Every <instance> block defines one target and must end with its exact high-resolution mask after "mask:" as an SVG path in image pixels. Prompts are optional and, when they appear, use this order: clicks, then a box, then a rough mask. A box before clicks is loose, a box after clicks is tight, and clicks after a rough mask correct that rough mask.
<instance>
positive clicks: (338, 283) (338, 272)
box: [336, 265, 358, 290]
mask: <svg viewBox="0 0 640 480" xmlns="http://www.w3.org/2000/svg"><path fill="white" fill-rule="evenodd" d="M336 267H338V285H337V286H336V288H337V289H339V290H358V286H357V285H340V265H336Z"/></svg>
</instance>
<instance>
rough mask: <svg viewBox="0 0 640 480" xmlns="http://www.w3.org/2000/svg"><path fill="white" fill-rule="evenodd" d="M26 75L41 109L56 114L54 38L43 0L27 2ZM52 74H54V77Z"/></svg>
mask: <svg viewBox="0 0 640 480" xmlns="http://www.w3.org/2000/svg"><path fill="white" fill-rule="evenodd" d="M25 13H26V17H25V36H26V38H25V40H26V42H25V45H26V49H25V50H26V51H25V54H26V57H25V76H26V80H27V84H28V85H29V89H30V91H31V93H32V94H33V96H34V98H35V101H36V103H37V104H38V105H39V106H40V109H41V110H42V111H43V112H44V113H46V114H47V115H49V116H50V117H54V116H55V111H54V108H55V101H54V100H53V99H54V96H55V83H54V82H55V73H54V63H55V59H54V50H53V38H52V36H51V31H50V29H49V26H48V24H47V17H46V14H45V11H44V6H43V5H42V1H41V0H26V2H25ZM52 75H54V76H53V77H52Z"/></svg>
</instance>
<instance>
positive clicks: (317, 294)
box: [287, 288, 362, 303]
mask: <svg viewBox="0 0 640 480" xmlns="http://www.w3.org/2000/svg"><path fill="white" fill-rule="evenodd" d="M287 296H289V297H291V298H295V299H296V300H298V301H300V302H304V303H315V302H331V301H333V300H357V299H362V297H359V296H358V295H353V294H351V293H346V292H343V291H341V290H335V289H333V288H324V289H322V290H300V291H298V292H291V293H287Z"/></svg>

========================================================================

Exercise objective:
Reproduce all of the data above line for line, without changing a single character.

Written solution:
Every <instance> block defines one target and must end with its exact high-resolution mask after "mask:" as an SVG path in image pixels. Prompts are optional and, when they appear, use this order: clicks, then a box, then a rough mask. A box before clicks is loose, a box after clicks is tight, and clicks after a rough mask correct that rough mask.
<instance>
positive clicks: (338, 283) (338, 272)
box: [336, 265, 358, 290]
mask: <svg viewBox="0 0 640 480" xmlns="http://www.w3.org/2000/svg"><path fill="white" fill-rule="evenodd" d="M336 267H338V285H337V286H336V288H337V289H339V290H358V286H357V285H340V265H336Z"/></svg>
</instance>
<instance>
rough mask: <svg viewBox="0 0 640 480" xmlns="http://www.w3.org/2000/svg"><path fill="white" fill-rule="evenodd" d="M26 75L41 109L56 114L54 38L43 0L27 2ZM52 74H54V77Z"/></svg>
mask: <svg viewBox="0 0 640 480" xmlns="http://www.w3.org/2000/svg"><path fill="white" fill-rule="evenodd" d="M25 13H26V17H25V36H26V38H25V40H26V42H25V45H26V49H25V50H26V51H25V54H26V57H25V76H26V80H27V84H28V85H29V89H30V91H31V93H32V94H33V96H34V98H35V101H36V103H37V104H38V105H39V106H40V109H41V110H42V111H43V112H44V113H46V114H47V115H49V116H50V117H54V116H55V111H54V108H55V101H54V100H53V99H54V96H55V83H54V82H55V73H54V63H55V59H54V50H53V38H52V36H51V31H50V29H49V26H48V24H47V17H46V14H45V11H44V6H43V5H42V1H41V0H26V2H25ZM52 75H54V76H53V77H52Z"/></svg>
</instance>
<instance>
positive clicks: (317, 294)
box: [287, 288, 362, 303]
mask: <svg viewBox="0 0 640 480" xmlns="http://www.w3.org/2000/svg"><path fill="white" fill-rule="evenodd" d="M287 296H289V297H291V298H295V299H296V300H298V301H300V302H304V303H315V302H331V301H333V300H357V299H362V297H359V296H358V295H353V294H351V293H346V292H343V291H341V290H335V289H333V288H324V289H322V290H300V291H298V292H291V293H287Z"/></svg>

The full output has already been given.